(Stored items)
BEGIN

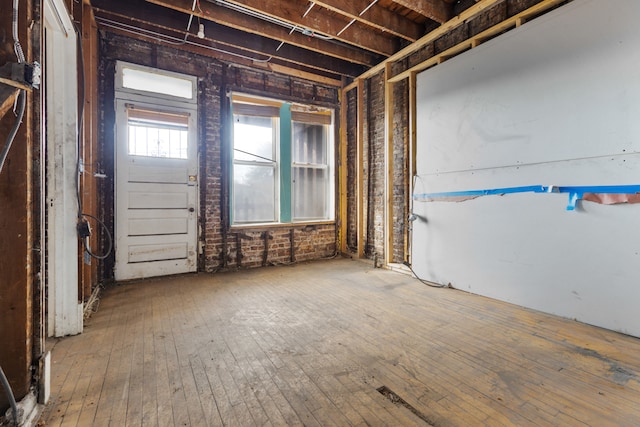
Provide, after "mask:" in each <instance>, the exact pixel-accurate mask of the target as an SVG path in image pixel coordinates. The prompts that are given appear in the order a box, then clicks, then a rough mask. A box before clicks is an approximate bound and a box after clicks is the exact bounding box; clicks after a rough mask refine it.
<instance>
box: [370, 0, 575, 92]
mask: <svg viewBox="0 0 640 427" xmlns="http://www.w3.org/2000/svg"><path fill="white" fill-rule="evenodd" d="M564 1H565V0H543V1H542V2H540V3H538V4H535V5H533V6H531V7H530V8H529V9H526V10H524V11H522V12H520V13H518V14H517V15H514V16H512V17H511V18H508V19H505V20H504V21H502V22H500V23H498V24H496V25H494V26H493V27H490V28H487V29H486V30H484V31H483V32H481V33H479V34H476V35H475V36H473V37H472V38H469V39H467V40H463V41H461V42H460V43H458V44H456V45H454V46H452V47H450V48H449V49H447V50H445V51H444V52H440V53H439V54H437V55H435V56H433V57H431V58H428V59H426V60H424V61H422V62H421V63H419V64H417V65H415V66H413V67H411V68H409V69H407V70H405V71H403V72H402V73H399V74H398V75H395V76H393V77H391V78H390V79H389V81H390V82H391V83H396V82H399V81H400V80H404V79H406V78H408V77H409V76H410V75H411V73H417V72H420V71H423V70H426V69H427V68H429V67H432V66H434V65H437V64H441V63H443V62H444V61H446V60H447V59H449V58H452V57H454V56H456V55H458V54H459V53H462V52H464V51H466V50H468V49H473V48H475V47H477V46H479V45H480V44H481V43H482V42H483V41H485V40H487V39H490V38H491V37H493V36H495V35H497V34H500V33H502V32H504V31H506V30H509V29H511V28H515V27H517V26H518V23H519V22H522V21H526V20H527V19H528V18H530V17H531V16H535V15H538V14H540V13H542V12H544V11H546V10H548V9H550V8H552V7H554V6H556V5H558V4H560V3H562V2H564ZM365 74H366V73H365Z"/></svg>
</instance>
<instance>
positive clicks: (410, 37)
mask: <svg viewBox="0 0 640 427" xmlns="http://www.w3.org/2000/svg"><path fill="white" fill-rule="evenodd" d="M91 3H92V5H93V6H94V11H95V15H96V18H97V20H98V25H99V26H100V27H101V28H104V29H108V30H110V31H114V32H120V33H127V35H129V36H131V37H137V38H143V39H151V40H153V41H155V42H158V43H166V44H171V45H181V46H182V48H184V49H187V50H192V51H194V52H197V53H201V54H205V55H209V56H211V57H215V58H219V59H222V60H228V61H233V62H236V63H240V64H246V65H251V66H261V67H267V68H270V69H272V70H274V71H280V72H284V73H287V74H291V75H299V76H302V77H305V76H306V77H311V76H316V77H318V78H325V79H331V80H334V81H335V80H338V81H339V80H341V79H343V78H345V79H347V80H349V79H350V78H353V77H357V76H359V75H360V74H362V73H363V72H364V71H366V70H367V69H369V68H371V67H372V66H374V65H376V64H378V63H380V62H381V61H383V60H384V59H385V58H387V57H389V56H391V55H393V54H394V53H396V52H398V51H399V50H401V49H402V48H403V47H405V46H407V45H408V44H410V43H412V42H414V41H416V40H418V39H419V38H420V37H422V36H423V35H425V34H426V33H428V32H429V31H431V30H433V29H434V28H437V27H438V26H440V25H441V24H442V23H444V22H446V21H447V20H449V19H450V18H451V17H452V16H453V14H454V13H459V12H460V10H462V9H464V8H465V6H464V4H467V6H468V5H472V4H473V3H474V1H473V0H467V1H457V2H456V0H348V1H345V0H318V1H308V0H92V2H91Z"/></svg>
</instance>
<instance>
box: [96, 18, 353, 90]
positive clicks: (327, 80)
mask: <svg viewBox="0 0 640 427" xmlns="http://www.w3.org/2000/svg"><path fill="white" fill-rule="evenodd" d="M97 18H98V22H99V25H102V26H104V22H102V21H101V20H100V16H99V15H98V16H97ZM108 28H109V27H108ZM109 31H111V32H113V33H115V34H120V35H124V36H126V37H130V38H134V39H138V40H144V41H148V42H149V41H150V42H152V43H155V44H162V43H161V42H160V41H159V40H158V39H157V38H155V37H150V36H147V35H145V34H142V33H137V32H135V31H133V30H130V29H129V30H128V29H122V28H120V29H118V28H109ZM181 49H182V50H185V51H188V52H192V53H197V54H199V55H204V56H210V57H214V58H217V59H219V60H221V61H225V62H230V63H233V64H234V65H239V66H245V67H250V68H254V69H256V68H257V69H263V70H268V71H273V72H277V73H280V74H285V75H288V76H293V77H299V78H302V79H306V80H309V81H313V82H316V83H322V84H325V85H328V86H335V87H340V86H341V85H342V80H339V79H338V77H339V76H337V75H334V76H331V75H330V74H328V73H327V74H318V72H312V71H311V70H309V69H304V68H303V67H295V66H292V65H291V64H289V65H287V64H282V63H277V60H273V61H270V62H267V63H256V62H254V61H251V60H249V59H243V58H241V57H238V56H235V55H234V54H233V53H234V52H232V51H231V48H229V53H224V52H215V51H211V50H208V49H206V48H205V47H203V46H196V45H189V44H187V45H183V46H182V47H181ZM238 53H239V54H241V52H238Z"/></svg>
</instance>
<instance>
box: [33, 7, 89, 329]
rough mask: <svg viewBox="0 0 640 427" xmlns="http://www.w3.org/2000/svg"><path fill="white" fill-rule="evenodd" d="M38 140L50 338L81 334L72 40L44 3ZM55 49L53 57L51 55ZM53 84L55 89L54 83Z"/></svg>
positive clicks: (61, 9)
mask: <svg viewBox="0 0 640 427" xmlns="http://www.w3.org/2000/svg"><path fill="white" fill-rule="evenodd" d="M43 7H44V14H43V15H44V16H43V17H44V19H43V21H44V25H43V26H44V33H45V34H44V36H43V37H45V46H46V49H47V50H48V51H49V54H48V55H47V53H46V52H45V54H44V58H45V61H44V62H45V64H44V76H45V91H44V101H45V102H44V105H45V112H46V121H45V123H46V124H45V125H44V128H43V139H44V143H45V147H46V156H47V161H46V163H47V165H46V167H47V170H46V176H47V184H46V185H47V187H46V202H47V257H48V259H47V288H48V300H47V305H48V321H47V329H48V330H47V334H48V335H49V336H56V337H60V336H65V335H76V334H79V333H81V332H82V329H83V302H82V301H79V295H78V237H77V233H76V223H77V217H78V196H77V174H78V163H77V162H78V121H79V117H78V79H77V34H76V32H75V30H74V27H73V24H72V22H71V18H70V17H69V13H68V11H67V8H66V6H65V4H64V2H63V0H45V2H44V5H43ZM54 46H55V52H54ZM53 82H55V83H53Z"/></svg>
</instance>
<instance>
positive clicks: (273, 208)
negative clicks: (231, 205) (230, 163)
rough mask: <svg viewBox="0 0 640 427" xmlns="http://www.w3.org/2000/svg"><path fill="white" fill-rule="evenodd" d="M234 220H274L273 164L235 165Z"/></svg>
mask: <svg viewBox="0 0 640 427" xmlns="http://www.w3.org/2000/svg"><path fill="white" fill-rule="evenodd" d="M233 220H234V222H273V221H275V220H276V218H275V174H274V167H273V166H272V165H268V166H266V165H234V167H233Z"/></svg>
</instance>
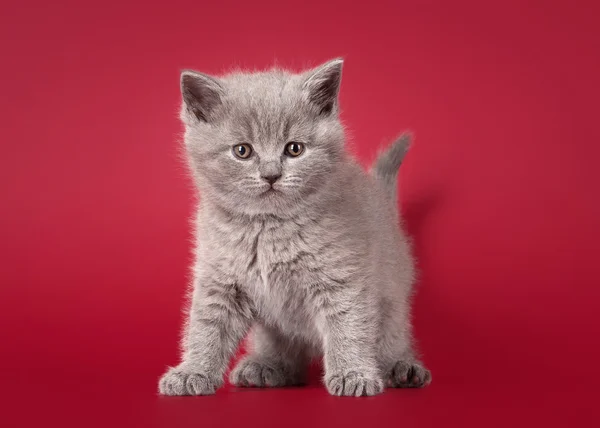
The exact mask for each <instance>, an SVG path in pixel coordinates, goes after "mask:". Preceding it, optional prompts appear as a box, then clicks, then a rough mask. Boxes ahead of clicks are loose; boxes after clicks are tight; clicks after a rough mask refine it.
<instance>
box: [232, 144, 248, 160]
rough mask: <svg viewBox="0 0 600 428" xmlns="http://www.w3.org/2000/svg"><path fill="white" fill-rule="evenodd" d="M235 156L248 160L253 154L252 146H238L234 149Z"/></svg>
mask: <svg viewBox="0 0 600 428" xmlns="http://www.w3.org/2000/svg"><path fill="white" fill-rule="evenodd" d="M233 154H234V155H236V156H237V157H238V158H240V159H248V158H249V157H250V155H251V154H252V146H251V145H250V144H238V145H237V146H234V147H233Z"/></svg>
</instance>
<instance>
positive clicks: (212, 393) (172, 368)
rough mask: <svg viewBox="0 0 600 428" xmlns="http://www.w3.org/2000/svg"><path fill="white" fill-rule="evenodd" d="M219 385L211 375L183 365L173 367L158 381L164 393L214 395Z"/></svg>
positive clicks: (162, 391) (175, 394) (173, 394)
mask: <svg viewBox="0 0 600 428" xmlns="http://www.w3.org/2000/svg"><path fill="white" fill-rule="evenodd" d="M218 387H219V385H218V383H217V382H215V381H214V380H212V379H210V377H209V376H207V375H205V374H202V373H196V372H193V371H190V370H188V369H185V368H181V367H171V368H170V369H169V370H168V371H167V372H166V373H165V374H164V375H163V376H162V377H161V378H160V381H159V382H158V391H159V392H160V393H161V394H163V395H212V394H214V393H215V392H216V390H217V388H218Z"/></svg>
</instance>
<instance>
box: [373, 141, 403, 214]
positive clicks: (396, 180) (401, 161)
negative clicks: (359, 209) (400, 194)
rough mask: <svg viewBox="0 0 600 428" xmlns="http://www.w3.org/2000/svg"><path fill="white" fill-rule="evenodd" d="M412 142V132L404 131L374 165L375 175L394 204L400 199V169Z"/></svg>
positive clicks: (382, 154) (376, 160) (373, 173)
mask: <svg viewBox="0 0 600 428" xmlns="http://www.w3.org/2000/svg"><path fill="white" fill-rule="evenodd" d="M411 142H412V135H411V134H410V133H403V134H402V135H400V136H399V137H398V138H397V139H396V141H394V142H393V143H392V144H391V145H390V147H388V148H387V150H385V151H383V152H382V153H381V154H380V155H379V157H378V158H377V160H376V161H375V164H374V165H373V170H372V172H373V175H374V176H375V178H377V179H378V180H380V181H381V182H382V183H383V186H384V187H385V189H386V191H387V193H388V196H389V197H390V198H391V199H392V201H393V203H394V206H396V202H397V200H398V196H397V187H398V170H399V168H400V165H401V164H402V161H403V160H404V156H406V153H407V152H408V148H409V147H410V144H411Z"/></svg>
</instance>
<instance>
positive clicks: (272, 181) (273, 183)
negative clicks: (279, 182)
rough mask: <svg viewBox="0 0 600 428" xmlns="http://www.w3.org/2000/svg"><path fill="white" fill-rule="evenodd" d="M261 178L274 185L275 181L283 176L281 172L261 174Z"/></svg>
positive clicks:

END

## Try it
Filter the records down to the lines containing the word "exact", and copy those.

## Exercise result
Provide, after "mask:" in each <instance>, the exact pixel-accurate mask of the target as an SVG path in image pixel coordinates. The prompts that are given appear in the order a box, then clicks, then a rough mask. A box before clicks is an approximate bound and a box after clicks is the exact bounding box; clicks after a rough mask refine it.
The exact mask for each <instance>, an SVG path in pixel coordinates, goes after "mask:". Preceding it, optional prompts appear as a box, then clicks, then a rough mask. Boxes ahead of clicks are loose; boxes after clicks are tight; clicks after a rough mask refine it.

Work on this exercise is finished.